• **Challenge**: Tally how many lines of the entries contain the string "running", treating uppercase and lowercase as different. Give only the number.

• **Supplied records**:
[start]
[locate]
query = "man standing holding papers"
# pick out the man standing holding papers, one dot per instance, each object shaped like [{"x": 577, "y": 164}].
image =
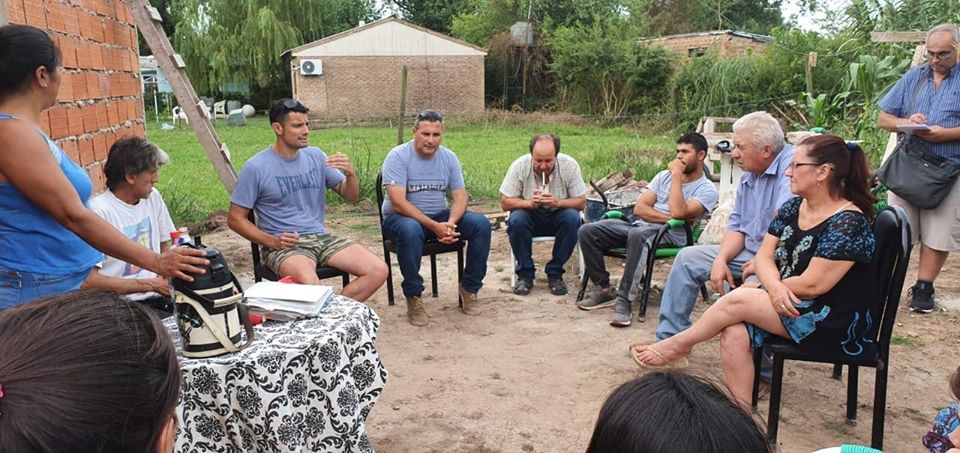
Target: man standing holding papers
[{"x": 931, "y": 92}]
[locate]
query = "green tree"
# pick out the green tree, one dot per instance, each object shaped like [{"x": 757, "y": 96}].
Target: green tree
[
  {"x": 865, "y": 16},
  {"x": 437, "y": 15},
  {"x": 241, "y": 41},
  {"x": 169, "y": 23}
]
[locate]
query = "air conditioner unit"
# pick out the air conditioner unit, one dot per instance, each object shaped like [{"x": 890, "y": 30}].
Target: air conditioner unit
[{"x": 311, "y": 67}]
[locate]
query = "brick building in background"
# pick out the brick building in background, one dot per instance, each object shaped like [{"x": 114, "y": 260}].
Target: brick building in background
[
  {"x": 100, "y": 96},
  {"x": 356, "y": 74},
  {"x": 723, "y": 42}
]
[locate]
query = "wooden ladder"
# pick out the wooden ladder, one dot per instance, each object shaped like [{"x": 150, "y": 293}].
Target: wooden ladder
[{"x": 149, "y": 21}]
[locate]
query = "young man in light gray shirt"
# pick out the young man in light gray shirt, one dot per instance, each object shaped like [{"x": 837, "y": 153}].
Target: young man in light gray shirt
[{"x": 682, "y": 191}]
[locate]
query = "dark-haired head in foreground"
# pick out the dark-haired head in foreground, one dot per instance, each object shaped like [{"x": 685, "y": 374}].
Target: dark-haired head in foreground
[
  {"x": 86, "y": 371},
  {"x": 677, "y": 413}
]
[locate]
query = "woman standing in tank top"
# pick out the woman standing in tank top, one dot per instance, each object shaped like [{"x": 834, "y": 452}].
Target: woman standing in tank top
[{"x": 49, "y": 240}]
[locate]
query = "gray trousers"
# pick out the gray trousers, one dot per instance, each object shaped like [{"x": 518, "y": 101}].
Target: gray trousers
[{"x": 596, "y": 237}]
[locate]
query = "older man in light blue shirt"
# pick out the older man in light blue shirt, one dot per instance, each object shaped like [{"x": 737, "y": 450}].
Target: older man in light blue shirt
[
  {"x": 930, "y": 94},
  {"x": 761, "y": 151}
]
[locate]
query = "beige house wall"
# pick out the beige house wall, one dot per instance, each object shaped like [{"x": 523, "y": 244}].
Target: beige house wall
[
  {"x": 364, "y": 87},
  {"x": 726, "y": 44}
]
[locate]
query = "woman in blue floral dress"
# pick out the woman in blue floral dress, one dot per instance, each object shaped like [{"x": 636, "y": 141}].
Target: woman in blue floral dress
[{"x": 815, "y": 285}]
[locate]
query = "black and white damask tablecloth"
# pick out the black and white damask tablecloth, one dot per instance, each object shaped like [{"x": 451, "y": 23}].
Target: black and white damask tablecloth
[{"x": 302, "y": 386}]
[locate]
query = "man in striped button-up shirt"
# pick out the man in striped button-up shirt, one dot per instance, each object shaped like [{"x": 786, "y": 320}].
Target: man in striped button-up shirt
[{"x": 937, "y": 104}]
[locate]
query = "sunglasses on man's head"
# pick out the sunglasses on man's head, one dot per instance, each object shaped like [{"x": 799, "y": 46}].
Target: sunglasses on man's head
[{"x": 430, "y": 116}]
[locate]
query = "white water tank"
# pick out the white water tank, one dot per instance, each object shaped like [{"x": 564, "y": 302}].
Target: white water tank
[{"x": 521, "y": 34}]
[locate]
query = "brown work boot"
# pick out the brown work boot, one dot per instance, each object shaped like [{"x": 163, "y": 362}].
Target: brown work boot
[
  {"x": 416, "y": 312},
  {"x": 471, "y": 305}
]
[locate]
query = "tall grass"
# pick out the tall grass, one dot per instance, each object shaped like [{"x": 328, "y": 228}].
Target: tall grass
[{"x": 485, "y": 148}]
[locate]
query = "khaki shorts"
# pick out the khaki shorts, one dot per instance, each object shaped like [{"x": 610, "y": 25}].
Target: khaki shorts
[
  {"x": 937, "y": 228},
  {"x": 318, "y": 247}
]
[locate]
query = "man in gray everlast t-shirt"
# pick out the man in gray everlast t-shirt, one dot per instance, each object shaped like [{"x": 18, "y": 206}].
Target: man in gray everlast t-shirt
[
  {"x": 286, "y": 185},
  {"x": 417, "y": 176}
]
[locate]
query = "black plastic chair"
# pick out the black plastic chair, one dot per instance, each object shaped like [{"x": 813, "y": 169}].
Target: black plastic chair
[
  {"x": 262, "y": 272},
  {"x": 431, "y": 248},
  {"x": 892, "y": 232}
]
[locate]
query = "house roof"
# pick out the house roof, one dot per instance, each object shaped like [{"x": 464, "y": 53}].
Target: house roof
[
  {"x": 389, "y": 36},
  {"x": 740, "y": 34}
]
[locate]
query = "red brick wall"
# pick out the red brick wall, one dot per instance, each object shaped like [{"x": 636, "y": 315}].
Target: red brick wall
[
  {"x": 100, "y": 98},
  {"x": 369, "y": 87},
  {"x": 727, "y": 45}
]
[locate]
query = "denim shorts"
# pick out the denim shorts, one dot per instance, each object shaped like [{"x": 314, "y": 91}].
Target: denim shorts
[{"x": 17, "y": 288}]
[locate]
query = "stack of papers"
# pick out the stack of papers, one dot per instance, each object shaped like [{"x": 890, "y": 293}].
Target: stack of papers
[{"x": 287, "y": 301}]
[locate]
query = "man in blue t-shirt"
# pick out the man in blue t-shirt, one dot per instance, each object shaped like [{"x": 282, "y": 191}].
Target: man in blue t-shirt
[
  {"x": 760, "y": 149},
  {"x": 286, "y": 185},
  {"x": 417, "y": 176},
  {"x": 682, "y": 191}
]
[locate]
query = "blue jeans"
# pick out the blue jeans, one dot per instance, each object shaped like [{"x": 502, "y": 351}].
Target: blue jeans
[
  {"x": 17, "y": 288},
  {"x": 409, "y": 235},
  {"x": 690, "y": 268},
  {"x": 524, "y": 224}
]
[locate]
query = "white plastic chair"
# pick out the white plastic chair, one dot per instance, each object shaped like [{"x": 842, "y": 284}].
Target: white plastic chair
[
  {"x": 220, "y": 109},
  {"x": 178, "y": 114}
]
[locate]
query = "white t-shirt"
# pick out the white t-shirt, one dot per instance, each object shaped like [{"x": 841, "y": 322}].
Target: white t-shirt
[{"x": 146, "y": 222}]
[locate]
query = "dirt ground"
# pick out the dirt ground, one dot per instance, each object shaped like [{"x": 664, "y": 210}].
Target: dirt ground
[{"x": 531, "y": 373}]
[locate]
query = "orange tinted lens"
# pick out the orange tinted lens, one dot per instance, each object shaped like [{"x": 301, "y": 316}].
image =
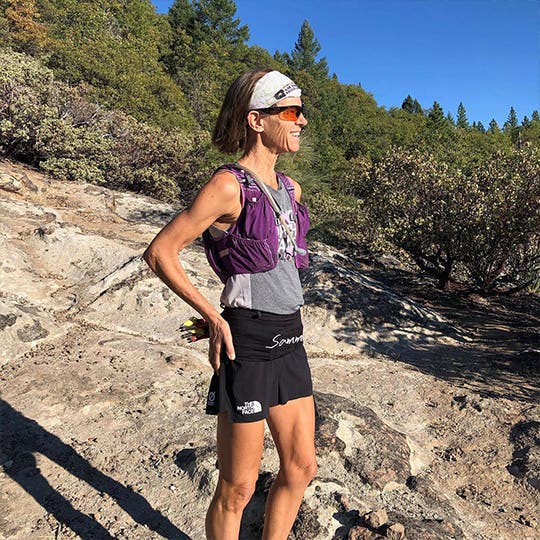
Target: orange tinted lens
[{"x": 291, "y": 113}]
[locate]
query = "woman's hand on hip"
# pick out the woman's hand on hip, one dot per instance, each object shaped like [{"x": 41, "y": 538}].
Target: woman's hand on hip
[{"x": 220, "y": 338}]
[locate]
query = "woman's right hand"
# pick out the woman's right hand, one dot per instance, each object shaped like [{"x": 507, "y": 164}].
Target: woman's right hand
[{"x": 220, "y": 338}]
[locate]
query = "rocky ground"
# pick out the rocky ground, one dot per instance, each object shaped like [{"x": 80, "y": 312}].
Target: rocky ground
[{"x": 428, "y": 418}]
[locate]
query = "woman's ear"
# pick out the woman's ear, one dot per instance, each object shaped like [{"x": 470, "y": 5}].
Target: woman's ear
[{"x": 255, "y": 121}]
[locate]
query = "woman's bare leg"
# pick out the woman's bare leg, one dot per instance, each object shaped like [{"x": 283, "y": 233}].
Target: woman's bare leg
[
  {"x": 240, "y": 447},
  {"x": 293, "y": 428}
]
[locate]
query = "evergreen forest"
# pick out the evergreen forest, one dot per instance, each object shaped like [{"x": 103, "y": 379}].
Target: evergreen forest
[{"x": 112, "y": 93}]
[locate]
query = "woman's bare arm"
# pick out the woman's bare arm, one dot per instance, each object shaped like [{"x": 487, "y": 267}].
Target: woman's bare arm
[{"x": 217, "y": 200}]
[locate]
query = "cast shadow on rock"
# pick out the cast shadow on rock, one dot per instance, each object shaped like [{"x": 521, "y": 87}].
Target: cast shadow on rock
[{"x": 22, "y": 437}]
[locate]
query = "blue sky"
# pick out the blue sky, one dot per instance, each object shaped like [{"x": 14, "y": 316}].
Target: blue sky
[{"x": 485, "y": 53}]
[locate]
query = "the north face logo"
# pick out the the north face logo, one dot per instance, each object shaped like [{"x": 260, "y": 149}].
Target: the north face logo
[{"x": 249, "y": 407}]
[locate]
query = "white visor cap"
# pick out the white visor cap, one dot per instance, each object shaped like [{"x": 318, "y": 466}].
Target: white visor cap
[{"x": 271, "y": 88}]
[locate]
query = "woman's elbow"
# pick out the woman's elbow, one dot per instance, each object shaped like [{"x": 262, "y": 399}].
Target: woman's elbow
[{"x": 151, "y": 257}]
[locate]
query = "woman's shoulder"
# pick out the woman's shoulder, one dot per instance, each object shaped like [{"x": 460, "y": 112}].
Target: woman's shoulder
[{"x": 291, "y": 183}]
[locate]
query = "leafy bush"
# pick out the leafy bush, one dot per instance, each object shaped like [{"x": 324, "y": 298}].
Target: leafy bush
[
  {"x": 485, "y": 223},
  {"x": 51, "y": 125}
]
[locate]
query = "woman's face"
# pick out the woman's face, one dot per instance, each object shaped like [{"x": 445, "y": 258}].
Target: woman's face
[{"x": 282, "y": 136}]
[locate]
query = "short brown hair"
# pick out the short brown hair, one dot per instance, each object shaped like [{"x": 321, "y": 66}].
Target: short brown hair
[{"x": 230, "y": 132}]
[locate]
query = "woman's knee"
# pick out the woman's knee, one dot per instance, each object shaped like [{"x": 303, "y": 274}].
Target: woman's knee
[
  {"x": 299, "y": 474},
  {"x": 234, "y": 496}
]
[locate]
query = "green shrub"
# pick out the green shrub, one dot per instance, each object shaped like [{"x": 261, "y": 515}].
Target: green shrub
[
  {"x": 485, "y": 224},
  {"x": 51, "y": 125}
]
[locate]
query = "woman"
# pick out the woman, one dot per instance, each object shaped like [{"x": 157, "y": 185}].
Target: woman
[{"x": 256, "y": 349}]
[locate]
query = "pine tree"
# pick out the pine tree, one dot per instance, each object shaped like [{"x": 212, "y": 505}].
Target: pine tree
[
  {"x": 214, "y": 19},
  {"x": 417, "y": 108},
  {"x": 304, "y": 54},
  {"x": 408, "y": 104},
  {"x": 511, "y": 121},
  {"x": 493, "y": 127},
  {"x": 436, "y": 116},
  {"x": 462, "y": 121}
]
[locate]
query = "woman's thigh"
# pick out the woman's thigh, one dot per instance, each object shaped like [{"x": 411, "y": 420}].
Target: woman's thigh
[
  {"x": 240, "y": 447},
  {"x": 293, "y": 429}
]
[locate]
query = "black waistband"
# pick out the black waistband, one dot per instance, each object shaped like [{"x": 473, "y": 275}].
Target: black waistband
[{"x": 258, "y": 314}]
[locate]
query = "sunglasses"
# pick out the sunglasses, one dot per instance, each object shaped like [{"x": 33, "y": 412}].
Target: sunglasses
[{"x": 289, "y": 112}]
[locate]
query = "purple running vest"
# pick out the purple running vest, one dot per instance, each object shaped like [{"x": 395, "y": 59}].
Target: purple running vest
[{"x": 251, "y": 244}]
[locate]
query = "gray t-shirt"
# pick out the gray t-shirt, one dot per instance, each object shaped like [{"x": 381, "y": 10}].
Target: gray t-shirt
[{"x": 279, "y": 290}]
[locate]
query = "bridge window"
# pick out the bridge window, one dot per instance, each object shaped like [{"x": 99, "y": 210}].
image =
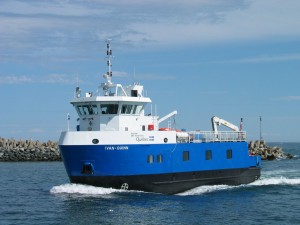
[end]
• **Correct response**: 3